The poor remain poor because they lack resources. And the formal finance sector does not want to lend them because they are too poor, costs are high and they hardly have anything to offer as collateral. That is, they are trapped in the vicious circle of poverty. This was so until the arrival of microfinance—successfully demonstrated by the Bangladesh model that the poor are “good” borrowers. It was held that it would help eradicate poverty. That was the premise of the model in India until the bubble burst sometime last year.
The premise of microfinance is group lending where all members are held accountable for repayment, thus ensuring social ties and customs, and the fear of being ostracized works as the invisible collateral. Theoretical economic models on “joint liability”, “sequential financing” and “contingent renewal” were put forward to show the stability and success of the model. Rigorous empirical validation was hard to come by, but there were plenty of anecdotal stories to show its success in mainstreaming the poor.

WHAT TO WORK ON:
A. Say whether each statement agrees with the microfinance passage. Answer yes or no, and quote the words from the passage that decide it.
(i) The formal finance sector is reluctant to lend to the poor partly because they have little to offer as collateral.
(ii) Rigorous empirical validation of microfinance was easy to find.
(iii) In group lending, only the member who takes the loan is held accountable for repayment.
B. Pick up the microfinance passage after its last sentence and keep writing it.

RECORD SET:
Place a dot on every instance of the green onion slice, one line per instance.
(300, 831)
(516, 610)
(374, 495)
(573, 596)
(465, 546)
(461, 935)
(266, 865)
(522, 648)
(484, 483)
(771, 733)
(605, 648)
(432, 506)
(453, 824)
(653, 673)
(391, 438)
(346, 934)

ANSWERS FOR EACH ITEM:
A.
(i) Yes: "they hardly have anything to offer as collateral"
(ii) No: "Rigorous empirical validation was hard to come by"
(iii) No: "all members are held accountable for repayment"

B.
This development, incidentally, coincided with the era of withdrawal of priority lending in rural areas and the closure of many rural bank branches. This post facto justification suited the kind of monetary policy that the Indian central bank was following.
What went wrong? Recent literature has pointed to the fact that it was essentially a regulatory failure. Lack of a regulatory framework for microfinance institutions (MFIs) and their practices were largely responsible for the kind of chaos seen in Andhra Pradesh, the success story of MFI lending. An offshoot of this line of argument has also been that it is not the failure of the model, but of individual, errant, MFIs. In essence, the crisis is more an accident than a symptom of a serious disease.
There are now valid questions being raised about the model itself. These ranges from anthropological issues (in Bangladesh as well as India) to the larger issue of breaking down of social customs and norms (one interesting book on this subject is Microfinance and its Discontents: Women in Debt in Bangladesh, 2011, by Lamia Karim). Questions have also been raised on the economic models behind these ideas.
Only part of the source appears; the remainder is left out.